Copy the lines below word for word, leaving out the pictures.

────

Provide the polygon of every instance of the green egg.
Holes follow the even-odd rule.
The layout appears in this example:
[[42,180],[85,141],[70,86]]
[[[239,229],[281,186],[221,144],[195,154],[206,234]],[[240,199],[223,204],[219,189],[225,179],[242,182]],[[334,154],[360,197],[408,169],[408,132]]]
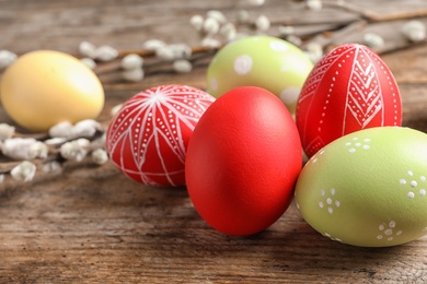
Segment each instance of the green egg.
[[228,44],[212,58],[208,93],[218,97],[239,86],[258,86],[277,95],[293,114],[312,68],[295,45],[277,37],[249,36]]
[[304,165],[296,202],[322,235],[389,247],[427,234],[427,134],[379,127],[342,137]]

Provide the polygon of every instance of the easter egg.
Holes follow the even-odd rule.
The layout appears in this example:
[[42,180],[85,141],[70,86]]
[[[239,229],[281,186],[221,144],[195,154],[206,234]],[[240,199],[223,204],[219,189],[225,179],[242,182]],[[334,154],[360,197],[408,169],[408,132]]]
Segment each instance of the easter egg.
[[409,128],[359,130],[331,142],[301,170],[296,202],[322,235],[361,247],[427,234],[427,134]]
[[288,208],[302,166],[297,127],[286,106],[259,87],[238,87],[203,115],[189,140],[191,200],[215,229],[258,233]]
[[314,66],[301,90],[296,121],[310,157],[344,134],[401,126],[399,86],[374,51],[362,45],[342,45]]
[[293,114],[313,63],[295,45],[270,36],[249,36],[221,48],[209,63],[208,93],[218,97],[239,86],[277,95]]
[[161,85],[134,95],[108,125],[111,159],[143,185],[184,185],[189,138],[214,100],[208,93],[186,85]]
[[95,73],[77,58],[53,50],[19,57],[3,73],[0,97],[8,115],[32,131],[95,119],[104,107]]

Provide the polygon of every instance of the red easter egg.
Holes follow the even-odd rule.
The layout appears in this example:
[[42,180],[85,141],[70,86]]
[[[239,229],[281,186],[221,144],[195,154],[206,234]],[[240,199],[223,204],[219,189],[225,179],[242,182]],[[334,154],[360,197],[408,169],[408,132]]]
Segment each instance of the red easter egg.
[[310,157],[345,134],[402,125],[399,86],[384,61],[370,48],[347,44],[313,68],[297,104],[297,127]]
[[199,215],[219,232],[245,236],[284,214],[301,166],[289,110],[273,93],[244,86],[221,95],[200,118],[185,175]]
[[185,85],[146,90],[124,103],[109,122],[106,149],[128,177],[150,186],[185,184],[186,149],[215,98]]

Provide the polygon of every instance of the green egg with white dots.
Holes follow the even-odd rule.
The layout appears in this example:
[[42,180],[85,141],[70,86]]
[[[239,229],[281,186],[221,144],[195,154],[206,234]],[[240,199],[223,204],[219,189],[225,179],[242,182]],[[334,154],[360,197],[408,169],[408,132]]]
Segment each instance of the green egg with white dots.
[[208,93],[219,97],[239,86],[258,86],[278,96],[291,114],[313,69],[297,46],[272,36],[247,36],[226,45],[209,63]]
[[359,247],[390,247],[427,234],[427,134],[378,127],[344,135],[314,154],[296,203],[315,230]]

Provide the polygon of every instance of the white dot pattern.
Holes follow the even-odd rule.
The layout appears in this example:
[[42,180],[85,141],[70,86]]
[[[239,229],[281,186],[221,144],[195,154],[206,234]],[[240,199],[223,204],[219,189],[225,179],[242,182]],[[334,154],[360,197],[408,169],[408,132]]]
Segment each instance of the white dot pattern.
[[399,179],[399,184],[402,189],[406,190],[406,197],[408,199],[424,198],[426,197],[426,176],[415,175],[414,170],[406,170],[404,177]]
[[239,56],[234,60],[234,71],[239,75],[247,74],[252,70],[252,64],[253,64],[252,57],[247,55]]
[[379,234],[377,235],[377,239],[385,241],[391,241],[403,233],[402,229],[396,227],[396,222],[393,220],[389,223],[381,223],[378,229]]
[[335,188],[330,188],[328,190],[321,189],[320,193],[319,208],[325,209],[330,214],[333,214],[341,206],[341,201],[335,198]]

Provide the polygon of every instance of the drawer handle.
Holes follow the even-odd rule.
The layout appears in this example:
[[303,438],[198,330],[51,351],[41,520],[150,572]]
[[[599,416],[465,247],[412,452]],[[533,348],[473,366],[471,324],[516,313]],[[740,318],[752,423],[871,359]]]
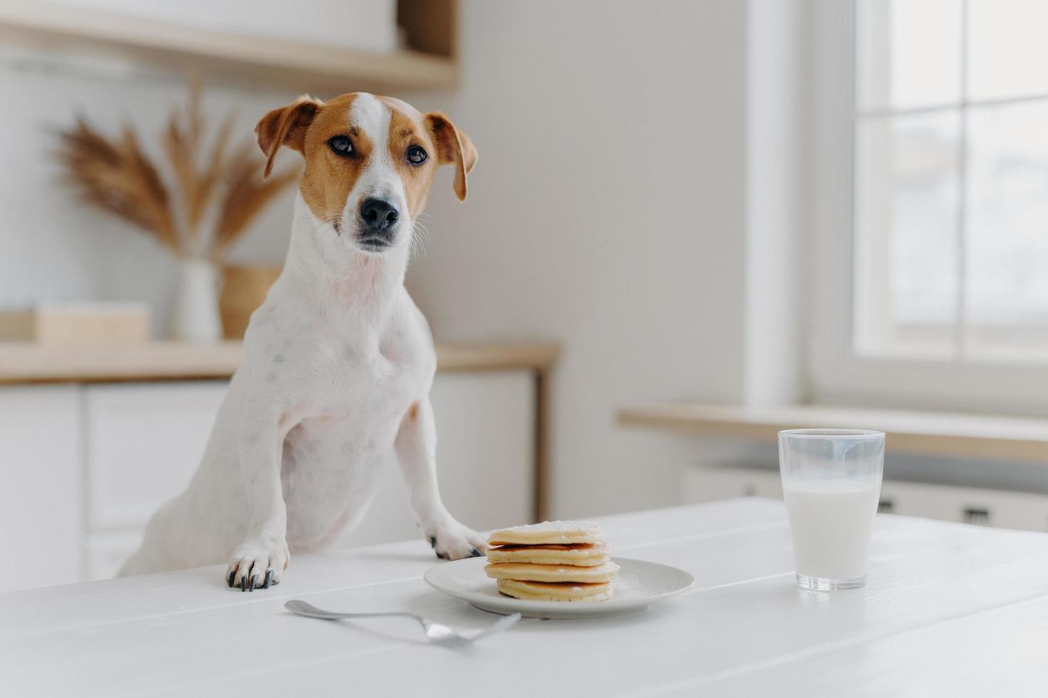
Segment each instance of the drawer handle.
[[975,524],[977,526],[988,526],[989,509],[978,506],[965,506],[964,523]]

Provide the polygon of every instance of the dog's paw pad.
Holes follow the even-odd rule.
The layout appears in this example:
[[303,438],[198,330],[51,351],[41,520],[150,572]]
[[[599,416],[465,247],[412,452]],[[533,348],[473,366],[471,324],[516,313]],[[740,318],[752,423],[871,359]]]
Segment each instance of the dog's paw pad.
[[428,526],[424,535],[440,560],[479,558],[487,550],[487,541],[483,536],[457,521]]
[[232,589],[255,591],[280,584],[280,575],[287,567],[287,546],[268,546],[245,543],[233,553],[233,561],[225,570],[225,584]]

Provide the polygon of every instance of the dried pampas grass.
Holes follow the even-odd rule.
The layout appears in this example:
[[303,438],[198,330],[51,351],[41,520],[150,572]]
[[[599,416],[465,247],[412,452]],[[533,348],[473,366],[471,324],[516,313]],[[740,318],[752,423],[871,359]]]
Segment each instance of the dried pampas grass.
[[206,123],[194,80],[185,107],[172,112],[160,135],[168,181],[130,125],[109,139],[78,117],[72,128],[59,133],[56,155],[65,169],[64,180],[86,203],[148,232],[176,255],[217,260],[299,177],[299,169],[292,168],[263,181],[263,160],[253,143],[231,154],[235,123],[235,114],[226,114],[205,152]]

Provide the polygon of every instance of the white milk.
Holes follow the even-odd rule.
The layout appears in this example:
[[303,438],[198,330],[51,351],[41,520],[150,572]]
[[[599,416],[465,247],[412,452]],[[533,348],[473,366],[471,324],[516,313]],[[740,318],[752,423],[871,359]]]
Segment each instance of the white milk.
[[878,484],[812,480],[783,494],[799,573],[836,580],[867,573]]

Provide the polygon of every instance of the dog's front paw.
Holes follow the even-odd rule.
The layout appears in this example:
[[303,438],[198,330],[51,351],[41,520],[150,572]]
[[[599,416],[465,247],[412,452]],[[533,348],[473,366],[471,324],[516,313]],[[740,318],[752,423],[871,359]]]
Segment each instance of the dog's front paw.
[[225,570],[225,583],[241,591],[268,589],[280,584],[280,575],[290,558],[283,539],[248,539],[233,551],[233,561]]
[[423,526],[422,533],[441,560],[479,558],[487,551],[483,536],[454,519]]

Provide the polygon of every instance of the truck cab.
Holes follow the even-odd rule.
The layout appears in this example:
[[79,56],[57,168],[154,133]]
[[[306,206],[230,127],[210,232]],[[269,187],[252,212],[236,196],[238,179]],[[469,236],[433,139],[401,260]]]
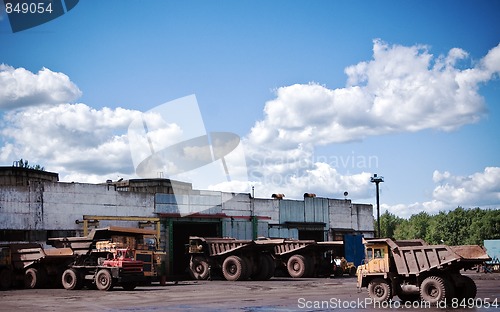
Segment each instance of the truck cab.
[[386,244],[367,244],[365,248],[365,265],[370,273],[389,272],[389,248]]

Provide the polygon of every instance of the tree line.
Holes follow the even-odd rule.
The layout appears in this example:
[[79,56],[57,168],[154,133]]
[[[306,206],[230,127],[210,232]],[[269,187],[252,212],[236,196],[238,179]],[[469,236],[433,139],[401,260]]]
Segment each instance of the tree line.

────

__The response__.
Provide the polygon of every instance of the green egg.
Holes follow the even-odd rule.
The layout appears in this example:
[[42,180],[85,141],[70,86]]
[[[239,229],[281,186],[221,144],[195,154],[206,234]],[[240,199],[223,204],[219,189],[225,179],[242,182]],[[334,154],[360,197],[408,169],[408,132]]]
Segment each instance of the green egg.
[[228,44],[212,58],[208,93],[218,97],[239,86],[258,86],[277,95],[293,114],[312,68],[295,45],[277,37],[249,36]]
[[304,165],[296,202],[322,235],[389,247],[427,234],[427,134],[379,127],[342,137]]

Provide the polygon of every instance of the easter egg.
Holes follow the even-odd rule.
The layout appears in this example:
[[42,180],[85,141],[70,86]]
[[[239,229],[281,186],[221,144],[195,154],[206,234]],[[240,199],[223,204],[219,189],[225,179],[242,182]],[[334,154],[360,197],[408,169],[408,132]]]
Segment each instance of the easter egg.
[[409,128],[359,130],[331,142],[301,170],[296,202],[322,235],[361,247],[427,234],[427,134]]
[[288,208],[302,166],[297,127],[286,106],[259,87],[238,87],[203,115],[189,140],[191,200],[215,229],[258,233]]
[[314,66],[301,90],[296,121],[310,157],[344,134],[401,126],[399,86],[374,51],[362,45],[342,45]]
[[293,114],[313,63],[295,45],[270,36],[249,36],[221,48],[209,63],[208,93],[218,97],[239,86],[277,95]]
[[161,85],[134,95],[108,125],[111,159],[143,185],[184,185],[189,138],[214,100],[208,93],[186,85]]
[[95,73],[77,58],[53,50],[19,57],[3,73],[0,97],[8,115],[32,131],[95,119],[104,107]]

Provide the polygon of every instance of the red easter egg.
Holes follow the even-odd rule.
The layout appears in this example:
[[42,180],[85,141],[70,86]]
[[[239,229],[281,186],[221,144],[195,154],[206,234]],[[240,199],[223,204],[219,189],[225,179],[242,182]],[[334,154],[360,197],[408,169],[408,132]]]
Segment each instance of the red easter egg.
[[310,157],[345,134],[402,125],[399,86],[384,61],[370,48],[347,44],[313,68],[297,104],[297,127]]
[[199,215],[219,232],[245,236],[284,214],[301,166],[289,110],[273,93],[244,86],[221,95],[200,118],[185,175]]
[[185,85],[146,90],[124,103],[109,122],[106,149],[128,177],[150,186],[185,184],[186,149],[215,98]]

Provide the polygon of every instance of the green egg with white dots.
Holes follow the even-odd rule.
The layout appears in this example:
[[42,180],[85,141],[70,86]]
[[[239,229],[281,186],[221,144],[195,154],[206,234]],[[240,199],[223,204],[219,189],[225,179],[242,182]],[[334,154],[360,197],[408,169],[408,132]]]
Segment each instance of the green egg with white dots.
[[208,93],[219,97],[239,86],[258,86],[278,96],[291,114],[313,69],[297,46],[272,36],[247,36],[226,45],[209,63]]
[[359,247],[390,247],[427,234],[427,134],[378,127],[344,135],[314,154],[296,203],[315,230]]

Provide the polygon of every instance of the white dot pattern.
Holes follow the even-odd rule.
The layout appears in this example:
[[42,180],[85,141],[70,86]]
[[[239,229],[281,186],[221,144],[195,154],[206,234]],[[240,199],[223,204],[219,189],[225,179],[242,182]],[[334,154],[360,197],[408,169],[408,132]]]
Segment each instance of the white dot pattern.
[[399,179],[399,184],[402,189],[406,190],[406,197],[408,199],[424,198],[426,197],[426,176],[415,175],[414,170],[406,170],[404,177]]
[[239,56],[234,60],[234,71],[239,75],[247,74],[252,70],[252,64],[253,64],[252,57],[247,55]]
[[379,234],[377,235],[377,239],[385,241],[391,241],[403,233],[402,229],[396,227],[396,222],[393,220],[389,223],[381,223],[378,229]]
[[335,188],[330,188],[328,190],[321,189],[320,193],[319,208],[325,209],[330,214],[333,214],[341,206],[341,201],[335,198]]

Provide the polygon of every instance of the drawer handle.
Holes follow the even-odd rule.
The layout appears in this example:
[[303,438],[198,330],[51,351],[41,520],[150,572]]
[[[599,416],[465,247],[412,452]],[[533,348],[473,366],[471,324],[516,313]],[[740,318],[752,423],[871,359]]]
Segment each instance of the drawer handle.
[[975,524],[977,526],[988,526],[989,509],[978,506],[965,506],[964,523]]

Provide the polygon of every instance of the dog's paw pad.
Holes follow the even-odd rule.
The layout appears in this example:
[[303,438],[198,330],[51,351],[41,520],[150,572]]
[[[599,416],[465,247],[412,452]],[[533,348],[473,366],[471,324],[516,313]],[[740,318],[752,423],[871,359]]]
Segment each instance of the dog's paw pad.
[[428,526],[424,535],[440,560],[479,558],[487,550],[487,541],[483,536],[457,521]]
[[232,589],[255,591],[280,584],[280,575],[287,567],[287,546],[268,546],[245,543],[233,553],[233,561],[225,570],[225,584]]

Provide the polygon of every instance of the dried pampas grass.
Holes follow the even-odd rule.
The layout appears in this example:
[[303,438],[198,330],[51,351],[41,520],[150,572]]
[[[599,416],[465,247],[412,452]],[[533,348],[473,366],[471,324],[516,313]],[[740,318],[752,423],[871,359]]]
Segment each instance of the dried pampas grass.
[[206,123],[194,80],[185,107],[172,112],[160,135],[168,181],[130,125],[109,139],[78,117],[72,128],[59,133],[56,155],[65,169],[64,180],[86,203],[148,232],[176,255],[217,260],[299,177],[299,169],[292,168],[263,181],[263,160],[253,143],[231,154],[235,123],[235,114],[226,114],[205,152]]

Provide the polygon of every instance of the white milk.
Holes follow the even-odd rule.
The layout appears in this example:
[[303,438],[198,330],[51,351],[41,520],[150,572]]
[[[599,416],[465,247],[412,452]],[[533,348],[473,366],[471,324],[516,313]],[[740,318],[752,423],[871,359]]]
Segment each instance of the white milk.
[[878,484],[812,480],[783,494],[799,573],[836,580],[867,573]]

Provide the polygon of every instance of the dog's front paw.
Holes follow the even-odd rule.
The layout appears in this example:
[[303,438],[198,330],[51,351],[41,520],[150,572]]
[[[599,416],[465,247],[412,452]],[[533,348],[473,366],[471,324],[516,313]],[[740,318],[752,423],[871,359]]]
Segment each instance of the dog's front paw.
[[225,570],[225,583],[241,591],[268,589],[280,584],[280,575],[290,558],[283,539],[248,539],[233,551],[233,561]]
[[423,526],[422,533],[441,560],[479,558],[487,551],[483,536],[454,519]]

Provide the polygon of every instance of the truck cab.
Holes follow the even-odd rule.
The layout appears in this example:
[[79,56],[57,168],[154,133]]
[[[306,206],[230,127],[210,232]],[[269,187],[252,212],[236,196],[238,179]],[[469,236],[433,139],[401,260]]]
Segment each instance of the truck cab.
[[386,244],[367,244],[365,248],[365,265],[370,273],[389,272],[389,248]]

Provide the polygon of every instance of the tree line.
Holes follow the even-odd rule.
The layout appears in this example:
[[79,56],[57,168],[154,133]]
[[[306,206],[230,127],[210,232]],[[269,187],[252,212],[236,196],[238,179]],[[469,236],[433,139],[401,260]]]
Segment each instance of the tree line.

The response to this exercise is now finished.